[Shape labeling records]
——————————

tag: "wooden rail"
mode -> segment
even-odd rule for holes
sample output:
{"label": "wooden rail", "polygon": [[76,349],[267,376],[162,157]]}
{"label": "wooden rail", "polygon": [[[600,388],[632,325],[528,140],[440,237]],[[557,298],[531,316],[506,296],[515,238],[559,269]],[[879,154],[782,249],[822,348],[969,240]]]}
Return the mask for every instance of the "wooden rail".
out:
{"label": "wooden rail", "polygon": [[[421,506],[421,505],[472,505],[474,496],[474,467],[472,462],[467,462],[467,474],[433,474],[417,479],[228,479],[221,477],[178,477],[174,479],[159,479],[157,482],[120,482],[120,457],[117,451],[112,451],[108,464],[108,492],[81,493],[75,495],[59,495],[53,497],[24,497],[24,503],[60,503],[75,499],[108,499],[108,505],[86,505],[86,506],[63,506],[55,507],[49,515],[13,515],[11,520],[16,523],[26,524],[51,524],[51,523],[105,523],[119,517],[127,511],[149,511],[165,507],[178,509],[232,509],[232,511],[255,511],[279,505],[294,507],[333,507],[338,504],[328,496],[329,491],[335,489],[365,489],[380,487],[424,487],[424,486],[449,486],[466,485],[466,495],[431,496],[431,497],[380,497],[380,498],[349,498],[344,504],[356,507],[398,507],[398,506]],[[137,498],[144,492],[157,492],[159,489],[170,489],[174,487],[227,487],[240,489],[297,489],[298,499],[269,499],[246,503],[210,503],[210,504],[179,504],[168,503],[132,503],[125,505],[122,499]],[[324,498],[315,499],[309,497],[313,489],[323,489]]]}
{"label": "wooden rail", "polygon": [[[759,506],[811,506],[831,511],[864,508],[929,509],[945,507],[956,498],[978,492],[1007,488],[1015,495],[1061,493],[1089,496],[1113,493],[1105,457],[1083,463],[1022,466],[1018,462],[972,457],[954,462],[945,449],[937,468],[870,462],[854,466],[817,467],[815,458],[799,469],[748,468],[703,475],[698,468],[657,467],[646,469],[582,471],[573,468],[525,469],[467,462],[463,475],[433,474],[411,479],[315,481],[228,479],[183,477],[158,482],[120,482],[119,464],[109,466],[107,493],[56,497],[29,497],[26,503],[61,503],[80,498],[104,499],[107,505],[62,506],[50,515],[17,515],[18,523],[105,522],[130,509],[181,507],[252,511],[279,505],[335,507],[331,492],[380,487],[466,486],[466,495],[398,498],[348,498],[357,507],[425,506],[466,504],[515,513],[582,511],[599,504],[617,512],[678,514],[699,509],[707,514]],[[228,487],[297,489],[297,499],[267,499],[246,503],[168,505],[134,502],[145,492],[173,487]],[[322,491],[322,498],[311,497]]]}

——————————

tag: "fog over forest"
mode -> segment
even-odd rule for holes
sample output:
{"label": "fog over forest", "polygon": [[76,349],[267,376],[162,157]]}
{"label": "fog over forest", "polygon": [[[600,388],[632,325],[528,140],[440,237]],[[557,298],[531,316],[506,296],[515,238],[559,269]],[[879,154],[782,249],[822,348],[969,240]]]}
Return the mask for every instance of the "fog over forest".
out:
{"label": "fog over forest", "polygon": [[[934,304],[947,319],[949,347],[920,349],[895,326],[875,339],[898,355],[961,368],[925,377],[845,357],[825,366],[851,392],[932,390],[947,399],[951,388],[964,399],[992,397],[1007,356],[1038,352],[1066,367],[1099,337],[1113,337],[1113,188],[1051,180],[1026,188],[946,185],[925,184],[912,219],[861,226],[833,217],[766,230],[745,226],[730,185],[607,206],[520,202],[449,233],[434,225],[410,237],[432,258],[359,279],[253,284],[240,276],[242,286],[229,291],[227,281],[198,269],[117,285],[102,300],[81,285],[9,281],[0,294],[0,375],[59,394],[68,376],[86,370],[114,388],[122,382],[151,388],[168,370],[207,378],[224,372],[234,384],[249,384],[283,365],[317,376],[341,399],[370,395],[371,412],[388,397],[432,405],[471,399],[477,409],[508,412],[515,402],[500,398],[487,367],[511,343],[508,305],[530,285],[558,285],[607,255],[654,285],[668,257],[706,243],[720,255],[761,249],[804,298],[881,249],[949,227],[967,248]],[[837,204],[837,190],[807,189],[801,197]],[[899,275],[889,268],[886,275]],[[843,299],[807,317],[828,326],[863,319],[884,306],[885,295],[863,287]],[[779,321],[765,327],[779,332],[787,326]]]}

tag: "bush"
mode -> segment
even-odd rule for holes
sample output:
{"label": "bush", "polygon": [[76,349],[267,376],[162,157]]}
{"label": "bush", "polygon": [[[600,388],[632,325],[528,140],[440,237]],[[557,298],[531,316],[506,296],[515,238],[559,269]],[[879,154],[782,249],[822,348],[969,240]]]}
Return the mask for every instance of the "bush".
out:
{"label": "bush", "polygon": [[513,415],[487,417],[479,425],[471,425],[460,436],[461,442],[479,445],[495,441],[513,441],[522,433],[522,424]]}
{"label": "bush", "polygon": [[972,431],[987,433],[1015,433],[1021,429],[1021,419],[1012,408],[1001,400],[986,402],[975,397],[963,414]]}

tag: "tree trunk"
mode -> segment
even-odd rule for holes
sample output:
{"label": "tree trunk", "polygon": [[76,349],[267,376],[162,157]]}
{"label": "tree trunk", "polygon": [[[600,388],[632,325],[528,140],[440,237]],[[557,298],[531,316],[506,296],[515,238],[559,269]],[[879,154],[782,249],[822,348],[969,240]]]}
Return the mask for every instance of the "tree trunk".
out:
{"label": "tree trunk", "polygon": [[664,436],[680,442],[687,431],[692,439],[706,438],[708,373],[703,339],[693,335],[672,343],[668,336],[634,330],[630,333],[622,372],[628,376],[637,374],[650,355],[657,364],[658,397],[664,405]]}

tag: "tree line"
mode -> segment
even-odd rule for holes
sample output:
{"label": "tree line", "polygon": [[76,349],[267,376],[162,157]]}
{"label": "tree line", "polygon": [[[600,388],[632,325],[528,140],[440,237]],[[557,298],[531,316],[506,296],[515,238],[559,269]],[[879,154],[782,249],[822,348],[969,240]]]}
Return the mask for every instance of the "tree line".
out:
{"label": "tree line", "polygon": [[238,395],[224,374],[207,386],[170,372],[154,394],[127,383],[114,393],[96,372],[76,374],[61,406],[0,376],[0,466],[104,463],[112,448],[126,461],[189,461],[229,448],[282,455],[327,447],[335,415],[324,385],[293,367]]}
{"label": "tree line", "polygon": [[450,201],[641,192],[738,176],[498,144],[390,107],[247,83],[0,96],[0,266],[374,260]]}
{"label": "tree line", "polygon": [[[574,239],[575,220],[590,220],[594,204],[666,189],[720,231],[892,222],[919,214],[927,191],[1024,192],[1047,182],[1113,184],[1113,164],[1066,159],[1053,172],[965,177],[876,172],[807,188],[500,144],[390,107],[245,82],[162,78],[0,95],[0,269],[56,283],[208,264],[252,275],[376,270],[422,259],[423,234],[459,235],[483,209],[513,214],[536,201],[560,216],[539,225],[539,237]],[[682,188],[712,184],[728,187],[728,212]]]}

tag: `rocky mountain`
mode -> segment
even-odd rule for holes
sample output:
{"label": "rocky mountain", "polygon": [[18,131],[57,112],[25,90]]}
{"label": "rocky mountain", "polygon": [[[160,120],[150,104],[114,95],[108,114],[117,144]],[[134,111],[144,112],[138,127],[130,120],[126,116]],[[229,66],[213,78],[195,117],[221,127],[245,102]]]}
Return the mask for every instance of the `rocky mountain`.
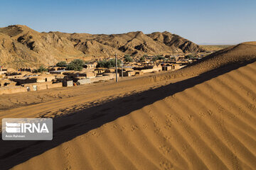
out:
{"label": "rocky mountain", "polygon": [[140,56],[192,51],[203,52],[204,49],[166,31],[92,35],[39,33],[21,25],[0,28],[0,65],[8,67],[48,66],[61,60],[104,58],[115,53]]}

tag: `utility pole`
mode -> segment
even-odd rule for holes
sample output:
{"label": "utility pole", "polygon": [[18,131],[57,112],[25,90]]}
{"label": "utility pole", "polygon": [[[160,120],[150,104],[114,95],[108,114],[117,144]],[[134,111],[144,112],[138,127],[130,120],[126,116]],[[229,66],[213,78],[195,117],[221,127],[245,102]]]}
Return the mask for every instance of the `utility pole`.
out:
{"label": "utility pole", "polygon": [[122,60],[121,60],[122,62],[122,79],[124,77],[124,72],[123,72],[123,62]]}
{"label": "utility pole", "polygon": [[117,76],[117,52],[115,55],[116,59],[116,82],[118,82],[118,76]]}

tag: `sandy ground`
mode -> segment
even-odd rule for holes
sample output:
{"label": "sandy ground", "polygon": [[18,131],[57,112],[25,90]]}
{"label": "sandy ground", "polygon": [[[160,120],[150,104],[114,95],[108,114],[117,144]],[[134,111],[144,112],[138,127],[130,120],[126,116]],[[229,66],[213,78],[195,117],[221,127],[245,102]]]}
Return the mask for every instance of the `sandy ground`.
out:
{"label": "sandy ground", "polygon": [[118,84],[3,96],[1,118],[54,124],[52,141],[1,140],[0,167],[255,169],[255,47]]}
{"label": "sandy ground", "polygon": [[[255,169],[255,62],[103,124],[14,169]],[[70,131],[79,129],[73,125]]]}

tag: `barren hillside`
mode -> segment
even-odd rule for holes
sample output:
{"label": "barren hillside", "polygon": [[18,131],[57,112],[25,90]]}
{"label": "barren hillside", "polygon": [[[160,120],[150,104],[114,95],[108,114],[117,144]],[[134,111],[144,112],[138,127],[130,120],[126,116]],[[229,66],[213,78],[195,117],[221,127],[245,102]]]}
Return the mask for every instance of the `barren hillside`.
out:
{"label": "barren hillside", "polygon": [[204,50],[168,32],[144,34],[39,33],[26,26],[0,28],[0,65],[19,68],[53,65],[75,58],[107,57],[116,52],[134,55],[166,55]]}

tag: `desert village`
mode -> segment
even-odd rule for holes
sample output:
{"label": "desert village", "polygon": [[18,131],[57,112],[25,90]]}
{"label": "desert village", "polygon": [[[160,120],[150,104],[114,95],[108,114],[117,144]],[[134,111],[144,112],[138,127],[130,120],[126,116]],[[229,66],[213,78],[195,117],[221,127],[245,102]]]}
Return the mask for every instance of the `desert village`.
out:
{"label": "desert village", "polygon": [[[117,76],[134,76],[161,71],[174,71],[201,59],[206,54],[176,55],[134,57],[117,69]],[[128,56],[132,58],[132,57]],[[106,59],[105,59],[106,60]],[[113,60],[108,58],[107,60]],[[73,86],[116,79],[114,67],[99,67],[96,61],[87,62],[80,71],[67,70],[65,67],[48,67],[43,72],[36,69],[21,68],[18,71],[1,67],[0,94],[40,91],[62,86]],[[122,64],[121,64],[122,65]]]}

——————————

▸ **Objective**: Pull out each line in the rows that contains the string "utility" and list those lines.

▸ **Answer in full**:
tag: `utility pole`
{"label": "utility pole", "polygon": [[18,131],[57,112],[25,90]]}
{"label": "utility pole", "polygon": [[[160,120],[150,104],[114,95],[108,114],[117,144]],[[134,111],[144,112],[138,127],[130,120],[126,116]],[[229,66],[213,78],[195,117],[221,127],[245,102]]]}
Return the mask for every instance of the `utility pole`.
{"label": "utility pole", "polygon": [[122,60],[121,60],[122,62],[122,79],[124,77],[124,72],[123,72],[123,62]]}
{"label": "utility pole", "polygon": [[117,76],[117,52],[115,55],[116,59],[116,82],[118,82],[118,76]]}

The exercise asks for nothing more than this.